## [EXCERPTED TEXT]

This suit was commenced by Calvert against Handley, the three Josephs, and certain other defendants, for the purpose of cancelling the contract and recovering what had been paid thereon. Judgment was rendered against Handley by default and against the other defendants after trial; only the defendants Joseph appealing.

The facts found by the trial court, freely rendered, are as follows: Antonio F. Joseph at all times was the duly authorized agent and attorney in fact for defendants Elizabeth F. Joseph, his mother, and Angela L. Joseph, his wife. Handley, who had an agreement with Joseph for a 5 per cent. commission if he should sell the Ojo Caliente property for $150,000, proposed to Calvert, with Joseph's knowledge, that they — Handley and Calvert — buy the same together and operate it as partners. While thus posing as a prospective partner, with interests identical with Calvert's, Handley really had no bona fide interest in the purchase, was unable to contribute substantially thereto, and was, in fact, working in concert with Joseph to effect the sale. *387

Calvert was 76 years of age, had spent his life in the cattle business, from which he had just retired, and was "almost without capacity, because of the depreciation caused by age and infirmities to make a contract of any kind," and these facts were known to Joseph. The sale price of the property "was an exceedingly large price for the same, and very largely in excess of any reasonable valuation thereof."

Negotiations among Joseph, Handley, and Calvert progressed to an understanding, which, as we may infer, is correctly represented by the written contract made, except in these particulars: (a) The sale was to include the personal property, commissary, and supplies situated on the premises, but this was not included in the contract; (b) interest on deferred payments was to be paid annually, while the contract made it payable semiannually; (c) a strict forfeiture clause, such as was inserted in the contract and afterwards invoked, was not contemplated.

Having reached this understanding, Joseph and Handley represented to Calvert that some one must go to Santa Fe to examine the title, and that it would expedite matters if Handley were armed with power of attorney to act for Calvert. They thus prevailed upon him to clothe Handley with power —

"to sign all papers in regard to deal now pending re of Springs, * * * to sign my name to three notes of $10,000 each, with the full understanding that these notes are to be secured by notes of like amount due in the years of 1926, 1927, 1928, and are signed by E.B. Noland and Gordon Gotthelf * * * above-mentioned notes that I am putting up as security are in the Saguache County Bank. * * * Also further understood that any further papers in regard to the above-mentioned deal are also to be signed, where my signature is needed, by J.J. Handley, of Ojo Caliente, N.M., and that same signature will be as binding as if same were signed by me personally."

By virtue of this power, Joseph and Handley, at Santa Fe, in the absence of Calvert, prepared the written contract and executed it; Calvert himself never having seen it until December 20, 1920.

## [MATERIAL SUPPLIED]
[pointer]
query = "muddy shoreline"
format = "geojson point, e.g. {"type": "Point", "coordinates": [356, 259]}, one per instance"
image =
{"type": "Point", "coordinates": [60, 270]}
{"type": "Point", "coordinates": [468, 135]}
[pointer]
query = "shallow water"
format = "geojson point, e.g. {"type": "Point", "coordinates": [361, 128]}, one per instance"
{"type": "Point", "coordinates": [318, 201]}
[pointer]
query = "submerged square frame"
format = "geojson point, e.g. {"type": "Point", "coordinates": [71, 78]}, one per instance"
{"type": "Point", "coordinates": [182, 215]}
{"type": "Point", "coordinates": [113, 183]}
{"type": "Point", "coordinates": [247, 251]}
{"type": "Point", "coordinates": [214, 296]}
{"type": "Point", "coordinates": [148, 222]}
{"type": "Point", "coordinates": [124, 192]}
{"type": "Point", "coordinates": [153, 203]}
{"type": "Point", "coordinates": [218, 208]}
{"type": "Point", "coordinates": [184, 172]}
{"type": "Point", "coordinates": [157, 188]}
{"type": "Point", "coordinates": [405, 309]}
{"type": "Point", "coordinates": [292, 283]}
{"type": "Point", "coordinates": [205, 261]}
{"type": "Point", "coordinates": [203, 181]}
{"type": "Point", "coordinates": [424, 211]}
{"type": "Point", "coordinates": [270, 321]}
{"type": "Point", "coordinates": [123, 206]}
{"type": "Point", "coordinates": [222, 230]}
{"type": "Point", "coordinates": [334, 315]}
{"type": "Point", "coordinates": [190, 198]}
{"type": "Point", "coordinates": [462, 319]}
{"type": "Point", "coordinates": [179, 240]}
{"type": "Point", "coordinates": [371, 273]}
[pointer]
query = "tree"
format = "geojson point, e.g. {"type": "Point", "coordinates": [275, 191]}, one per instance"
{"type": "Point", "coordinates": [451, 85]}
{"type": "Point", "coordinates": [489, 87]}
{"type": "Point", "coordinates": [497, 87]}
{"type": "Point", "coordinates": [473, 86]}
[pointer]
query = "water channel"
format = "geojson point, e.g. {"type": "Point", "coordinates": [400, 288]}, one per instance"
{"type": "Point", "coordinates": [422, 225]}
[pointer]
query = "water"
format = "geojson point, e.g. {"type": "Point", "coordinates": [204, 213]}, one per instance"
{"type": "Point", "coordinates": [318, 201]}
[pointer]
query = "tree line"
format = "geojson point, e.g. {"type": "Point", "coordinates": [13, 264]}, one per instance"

## [WORK TO DO]
Reproduce the court opinion word for word from "By virtue of" to "December 20, 1920.".

## [THE RESULT]
By virtue of this power, Joseph and Handley, at Santa Fe, in the absence of Calvert, prepared the written contract and executed it; Calvert himself never having seen it until December 20, 1920.